_Stated problem a_
Update everything in the records from the line containing "Would you please tell me where the racing" down to the line containing "[461,193,739,319]", replacing "kart front spoiler" with "kart nose cone" and keeping all else the same. Return only those lines.

_Reading passage_
--*--

The first pleading in a family law case usually has to be served upon (not just mailed) the other party. In general, this means that the other party will need hand delivered the initial documents by someone of suitable age and discretion (This person cannot be a party to the suit.). (After a case has been initiated, some pleadings can be provided to the other party by mail, fax, or even email [upon agreement].) Service of the initial pleadings can set the tone of the case. There are some legal requirements for service, but these are not the only things to consider when serving the other party. Here are some other considerations:
- Where are your kids? If you are serving the other party, and you share children with that person, you will probably want to make sure they are served when the children are not present. It is unlikely that service in front of the children would ever help your case (or your kids).
- Where is the other party at the time of service? In family law cases involving money (which is most of them) you want to be sure that serving the other party does not negatively impact their ability to earn money. Getting served at work can be embarrassing, but it can also reflect negatively on the person being served. Others might not know that the service is in regard to a family law case, and may assume the worst. If the other party ends up out of a job, it can impact your case.

--*--

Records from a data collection
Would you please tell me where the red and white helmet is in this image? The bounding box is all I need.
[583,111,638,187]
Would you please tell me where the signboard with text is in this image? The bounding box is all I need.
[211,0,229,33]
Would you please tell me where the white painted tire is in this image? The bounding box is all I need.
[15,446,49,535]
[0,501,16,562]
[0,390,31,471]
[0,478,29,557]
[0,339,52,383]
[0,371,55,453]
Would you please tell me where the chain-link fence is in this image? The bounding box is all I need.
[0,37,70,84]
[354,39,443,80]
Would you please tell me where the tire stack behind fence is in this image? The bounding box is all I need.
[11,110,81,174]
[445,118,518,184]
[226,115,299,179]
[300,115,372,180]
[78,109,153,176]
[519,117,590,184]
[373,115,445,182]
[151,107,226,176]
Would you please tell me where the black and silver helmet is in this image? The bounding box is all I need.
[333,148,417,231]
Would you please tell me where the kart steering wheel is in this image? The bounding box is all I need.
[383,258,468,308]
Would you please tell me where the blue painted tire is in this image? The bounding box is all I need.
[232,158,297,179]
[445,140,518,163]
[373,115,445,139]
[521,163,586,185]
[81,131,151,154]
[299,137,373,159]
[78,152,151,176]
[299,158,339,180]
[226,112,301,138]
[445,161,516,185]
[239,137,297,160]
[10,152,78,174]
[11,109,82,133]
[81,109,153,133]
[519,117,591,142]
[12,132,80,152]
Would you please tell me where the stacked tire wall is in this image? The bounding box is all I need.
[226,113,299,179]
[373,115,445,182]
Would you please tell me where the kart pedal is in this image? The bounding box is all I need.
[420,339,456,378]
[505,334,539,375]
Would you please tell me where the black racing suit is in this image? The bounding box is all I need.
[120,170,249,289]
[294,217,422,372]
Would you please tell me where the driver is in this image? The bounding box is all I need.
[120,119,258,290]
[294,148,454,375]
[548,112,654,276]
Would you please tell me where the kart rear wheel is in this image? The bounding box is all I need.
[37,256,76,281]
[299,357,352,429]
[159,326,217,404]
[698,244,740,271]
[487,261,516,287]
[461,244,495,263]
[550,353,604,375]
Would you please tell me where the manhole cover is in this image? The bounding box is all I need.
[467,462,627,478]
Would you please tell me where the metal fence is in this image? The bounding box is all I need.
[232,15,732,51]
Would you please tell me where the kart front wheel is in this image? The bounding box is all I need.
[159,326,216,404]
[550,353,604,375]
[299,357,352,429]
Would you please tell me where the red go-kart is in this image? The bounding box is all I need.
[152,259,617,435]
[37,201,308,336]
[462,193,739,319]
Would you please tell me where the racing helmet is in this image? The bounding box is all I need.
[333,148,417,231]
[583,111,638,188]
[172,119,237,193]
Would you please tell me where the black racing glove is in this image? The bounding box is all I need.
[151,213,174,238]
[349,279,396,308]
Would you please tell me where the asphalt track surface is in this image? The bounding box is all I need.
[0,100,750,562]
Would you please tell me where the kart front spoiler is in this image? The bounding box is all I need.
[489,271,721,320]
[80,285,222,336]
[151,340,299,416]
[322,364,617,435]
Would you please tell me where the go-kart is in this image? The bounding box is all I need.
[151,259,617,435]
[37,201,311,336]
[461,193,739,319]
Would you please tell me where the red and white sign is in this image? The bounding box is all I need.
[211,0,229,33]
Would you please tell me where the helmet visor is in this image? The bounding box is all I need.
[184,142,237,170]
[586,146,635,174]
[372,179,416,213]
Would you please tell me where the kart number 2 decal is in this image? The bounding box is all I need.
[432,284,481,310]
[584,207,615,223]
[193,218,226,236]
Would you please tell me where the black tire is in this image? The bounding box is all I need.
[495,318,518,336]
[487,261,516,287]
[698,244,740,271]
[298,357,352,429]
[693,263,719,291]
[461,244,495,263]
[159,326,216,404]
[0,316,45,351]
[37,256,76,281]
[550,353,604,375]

--*--

_Stated problem b_
Print everything in the passage on serving family law pleadings from "- Where is the" down to "impact your case.", word for word.

_Full solution a_
Would you please tell me where the racing helmet is in this image? The bounding box is all I need.
[333,148,417,231]
[583,111,638,188]
[172,119,237,193]
Would you please tell me where the black racing glove is in this image? The bounding box is all I need.
[151,213,174,238]
[349,279,396,308]
Would you please tell me where the asphalt track surface is in this image? The bounding box is all I need.
[0,100,750,562]
Would you please tell me where the kart nose cone is in this image? The bounding box is all I need.
[489,271,721,320]
[80,285,222,336]
[151,340,299,416]
[322,364,617,435]
Would you please tell me where the go-kart is in this image? The bounding box is all I need.
[151,259,617,435]
[37,201,311,336]
[461,193,739,319]

_Full solution b_
- Where is the other party at the time of service? In family law cases involving money (which is most of them) you want to be sure that serving the other party does not negatively impact their ability to earn money. Getting served at work can be embarrassing, but it can also reflect negatively on the person being served. Others might not know that the service is in regard to a family law case, and may assume the worst. If the other party ends up out of a job, it can impact your case.